Jobs:
[1] In the passage below about the sounds of a frozen lake, in which US state were the mountains where the sound was heard?
[2] From the passage below about the sounds of a frozen lake, quote the wording that begins at the words "The rather eerie" and stops after the words "to and fro.".

# START OF Selected excerpt

Ice shards catching sunset light. © John MacPherson


The rather eerie noise echoed around me and I could actually feel it, my ears ringing and my chest cavity resonating with each burst. I  looked around. Nothing to be seen. Well, nothing apart from an ice-fisherman some way off standing motionless above a small dark hole.


A sound that was ‘somewhere’ but nowhere, and everywhere, all at the same time. My body vibrated  in a rather disconcerting way. I realized that the frequencies I could hear were only part of the spectrum of sound that had enveloped me, other deeper, infra-sounds were present too, the air shifting invisibly pushing me to and fro.

Once again I looked around for something that might explain this odd phenomenon. I was high in the mountains of New Mexico, in midwinter, in sub-zero temperatures, beside a lake ringed with hills, a perfect natural amphitheater, and I’d wandered away from my 4×4 to watch the ice-fisherman. And that’s all there was – me, him, ice, mountains.


This time I was closer to the ice and I could swear the sound came from below me. I stepped onto the frozen lake surface and waited.

“PYINNNNNG  PYINNNG PUH-PUH-PUH-PYYYYYINNNNNNG” echoed all around and this time I could feel it through my boots as the ice surface reverberated.

# END OF Selected excerpt
# START OF Dataset content

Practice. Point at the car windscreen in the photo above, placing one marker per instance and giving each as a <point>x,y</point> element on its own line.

# END OF Dataset content

Task responses:
[1] New Mexico

[2]
The rather eerie noise echoed around me and I could actually feel it, my ears ringing and my chest cavity resonating with each burst. I  looked around. Nothing to be seen. Well, nothing apart from an ice-fisherman some way off standing motionless above a small dark hole.


A sound that was ‘somewhere’ but nowhere, and everywhere, all at the same time. My body vibrated  in a rather disconcerting way. I realized that the frequencies I could hear were only part of the spectrum of sound that had enveloped me, other deeper, infra-sounds were present too, the air shifting invisibly pushing me to and fro.